Instructions for the task:
Reproduce all of the data below word for word, leaving out the pictures.

Entries from a dataset:
-=-=-
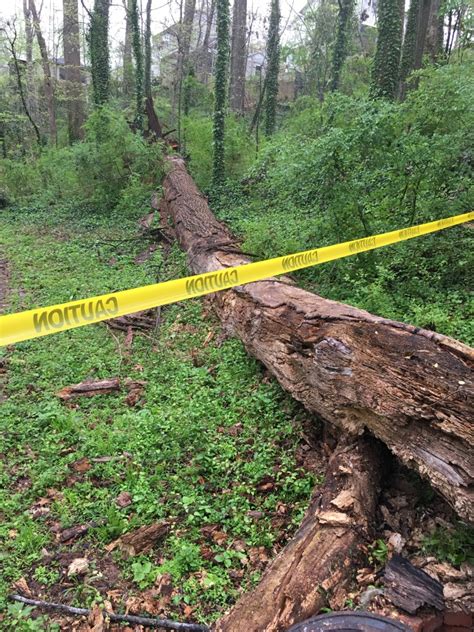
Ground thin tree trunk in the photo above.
[145,0,153,99]
[230,0,247,114]
[63,0,85,143]
[413,0,431,69]
[265,0,281,136]
[122,0,134,103]
[131,0,144,131]
[199,0,216,85]
[2,25,42,146]
[29,0,57,144]
[426,0,443,62]
[331,0,354,90]
[88,0,111,107]
[163,159,474,521]
[23,0,38,117]
[213,438,386,632]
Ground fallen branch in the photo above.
[215,439,383,632]
[8,595,209,632]
[161,158,474,521]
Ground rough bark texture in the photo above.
[383,554,444,614]
[30,0,57,144]
[230,0,247,114]
[122,0,134,98]
[63,0,85,143]
[162,159,474,521]
[215,439,382,632]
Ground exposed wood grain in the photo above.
[214,439,383,632]
[161,158,474,521]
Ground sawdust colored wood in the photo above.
[161,158,474,521]
[214,439,383,632]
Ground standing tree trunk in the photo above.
[371,0,402,99]
[265,0,281,136]
[198,0,216,85]
[145,0,153,99]
[426,0,443,62]
[176,0,196,148]
[212,0,229,189]
[162,158,474,520]
[130,0,144,130]
[413,0,431,70]
[230,0,247,114]
[30,0,57,144]
[63,0,85,143]
[399,0,419,99]
[122,0,134,100]
[331,0,354,90]
[0,21,42,148]
[87,0,110,107]
[23,0,38,117]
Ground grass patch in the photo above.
[0,201,317,629]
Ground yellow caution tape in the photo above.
[0,211,474,346]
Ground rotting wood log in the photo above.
[383,554,444,614]
[214,438,385,632]
[161,158,474,521]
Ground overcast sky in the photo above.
[0,0,307,63]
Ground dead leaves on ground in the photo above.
[56,377,120,402]
[105,520,171,557]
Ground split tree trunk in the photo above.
[214,439,382,632]
[162,158,474,521]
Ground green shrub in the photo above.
[0,108,163,211]
[221,64,474,342]
[183,115,255,191]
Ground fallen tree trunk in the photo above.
[161,158,474,521]
[214,439,382,632]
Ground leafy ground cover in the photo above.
[182,61,474,344]
[0,205,323,629]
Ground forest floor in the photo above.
[0,200,472,630]
[0,202,325,629]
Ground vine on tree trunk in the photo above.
[87,0,110,107]
[371,0,402,99]
[331,0,354,90]
[212,0,230,189]
[130,0,144,130]
[265,0,280,136]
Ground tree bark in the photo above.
[230,0,247,114]
[214,439,382,632]
[122,0,134,103]
[413,0,431,69]
[144,0,152,100]
[30,0,57,144]
[162,158,474,521]
[23,0,38,118]
[63,0,85,143]
[197,0,216,85]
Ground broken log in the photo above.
[383,554,444,614]
[160,158,474,521]
[214,438,383,632]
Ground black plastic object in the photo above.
[287,612,409,632]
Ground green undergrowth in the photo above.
[212,62,474,344]
[0,206,316,629]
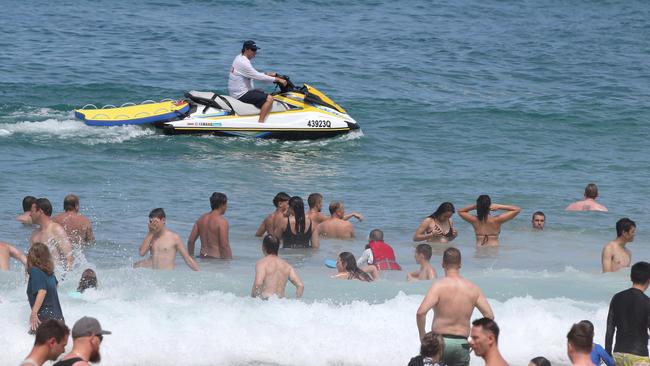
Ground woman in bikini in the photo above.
[458,194,521,247]
[413,202,458,243]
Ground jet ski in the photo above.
[155,76,359,140]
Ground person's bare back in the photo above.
[52,211,95,244]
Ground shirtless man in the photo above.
[0,242,27,271]
[187,192,232,259]
[29,198,74,271]
[310,201,363,239]
[255,192,291,238]
[251,235,305,299]
[16,196,36,225]
[416,247,494,366]
[565,183,607,211]
[52,194,95,244]
[602,217,636,273]
[134,208,199,271]
[406,243,437,281]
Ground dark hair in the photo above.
[476,194,492,221]
[34,319,70,346]
[262,235,280,255]
[530,356,551,366]
[34,198,52,216]
[442,247,461,267]
[330,201,343,215]
[429,202,456,220]
[616,217,636,236]
[307,193,323,208]
[210,192,228,210]
[149,207,167,220]
[273,192,291,207]
[368,229,384,241]
[415,243,433,260]
[63,194,79,211]
[23,196,36,212]
[566,322,594,353]
[472,318,499,343]
[420,332,445,362]
[585,183,598,199]
[339,252,372,282]
[77,268,97,293]
[630,262,650,285]
[289,196,305,234]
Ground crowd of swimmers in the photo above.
[0,184,650,366]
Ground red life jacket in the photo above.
[368,241,402,271]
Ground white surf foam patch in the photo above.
[0,278,607,366]
[0,118,155,145]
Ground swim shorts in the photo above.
[442,335,469,366]
[239,89,268,109]
[614,352,650,366]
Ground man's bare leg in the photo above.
[258,95,273,123]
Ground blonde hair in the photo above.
[25,243,54,276]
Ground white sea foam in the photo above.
[0,271,607,366]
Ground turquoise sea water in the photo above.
[0,0,650,365]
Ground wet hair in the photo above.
-=-=-
Output below:
Ground thin tree trunk in the photo above.
[145,0,153,99]
[230,0,247,114]
[63,0,85,143]
[413,0,431,69]
[265,0,281,136]
[122,0,134,103]
[131,0,144,131]
[199,0,216,85]
[2,25,42,146]
[29,0,57,144]
[426,0,443,62]
[331,0,354,90]
[88,0,111,107]
[163,159,474,521]
[23,0,38,117]
[213,438,386,632]
Ground fallen branch in the photo above.
[215,439,383,632]
[8,595,209,632]
[161,158,474,521]
Ground rough bark texture in the photo above.
[383,554,444,614]
[30,0,57,144]
[230,0,247,114]
[122,0,134,98]
[63,0,85,143]
[162,159,474,521]
[215,439,382,632]
Ground exposed wood grain in the photo above.
[214,439,383,632]
[161,158,474,521]
Ground sawdust colored wood in the photo above.
[161,158,474,521]
[214,439,383,632]
Ground standing tree trunk in the photo above.
[371,0,402,99]
[265,0,281,136]
[198,0,216,85]
[145,0,153,99]
[426,0,443,62]
[176,0,196,148]
[212,0,229,189]
[162,158,474,520]
[130,0,144,130]
[413,0,431,70]
[230,0,247,114]
[30,0,57,144]
[63,0,85,143]
[399,0,419,99]
[122,0,134,100]
[331,0,354,90]
[0,21,42,148]
[87,0,110,107]
[23,0,38,117]
Ground grass patch in the photo above.
[0,201,317,629]
Ground yellow caution tape in the photo above.
[0,211,474,346]
Ground rotting wood log in the photo above.
[383,554,444,614]
[214,438,385,632]
[161,158,474,521]
Ground overcast sky in the photo above.
[0,0,307,63]
Ground dead leaves on ground in the photo above.
[56,377,120,402]
[105,520,171,557]
Ground split tree trunk in the photo above.
[214,439,382,632]
[162,158,474,521]
Ground green shrub in the photo above.
[0,108,163,211]
[221,64,474,342]
[183,115,255,191]
Ground fallen tree trunk in the photo above.
[161,158,474,521]
[214,439,382,632]
Ground leafy ground cover in the photo above.
[182,61,474,344]
[0,205,323,629]
Ground forest floor in the photo above.
[0,200,472,630]
[0,202,325,629]
Ground vine on tree trunk in the photo above.
[87,0,110,107]
[371,0,402,99]
[331,0,354,90]
[212,0,230,189]
[130,0,144,130]
[265,0,280,136]
Ground tree bark in the photo above.
[230,0,247,114]
[214,439,382,632]
[122,0,134,103]
[413,0,431,69]
[144,0,152,100]
[30,0,57,144]
[162,158,474,521]
[23,0,38,118]
[63,0,85,143]
[197,0,216,85]
Ground broken log in the photo above.
[383,554,444,614]
[160,158,474,521]
[214,438,383,632]
Ground black plastic object in the photo above.
[287,612,409,632]
Ground green undergrowth in the photo above.
[212,62,474,344]
[0,206,316,629]
Ground woman in bikini in the photo above.
[458,194,521,247]
[413,202,458,243]
Ground jet ski in the photo above.
[155,76,359,140]
Ground person's bare back in the photo above.
[52,211,95,244]
Ground shirtless man in the photo above.
[0,242,27,271]
[187,192,232,259]
[29,198,74,271]
[310,201,363,239]
[255,192,291,238]
[251,235,305,299]
[16,196,36,225]
[416,247,494,366]
[565,183,607,211]
[52,194,95,244]
[602,217,636,273]
[134,208,199,271]
[406,243,437,281]
Ground dark hair in the photo above.
[476,194,492,221]
[34,319,70,346]
[262,235,280,255]
[530,356,551,366]
[34,198,52,216]
[442,247,461,267]
[330,201,343,215]
[429,202,456,220]
[616,217,636,236]
[307,193,323,208]
[210,192,228,210]
[149,207,167,220]
[273,192,291,207]
[368,229,384,241]
[415,243,433,260]
[63,194,79,211]
[23,196,36,212]
[566,322,594,353]
[472,318,499,343]
[420,332,445,362]
[585,183,598,199]
[339,252,372,282]
[77,268,97,293]
[630,262,650,285]
[289,196,305,234]
Ground crowd of swimmers in the photo above.
[0,184,650,366]
Ground red life jacket in the photo above.
[368,241,402,271]
Ground white surf foam patch in the photo above.
[0,278,607,366]
[0,118,155,145]
Ground swim shorts in the photo above.
[442,335,469,366]
[239,89,268,109]
[614,352,650,366]
Ground man's bare leg in the photo above.
[258,95,273,123]
Ground blonde hair in the photo above.
[25,243,54,276]
Ground white sea foam in the photo above.
[0,271,607,366]
Ground turquoise sea water in the photo above.
[0,0,650,365]
Ground wet hair in the photo above.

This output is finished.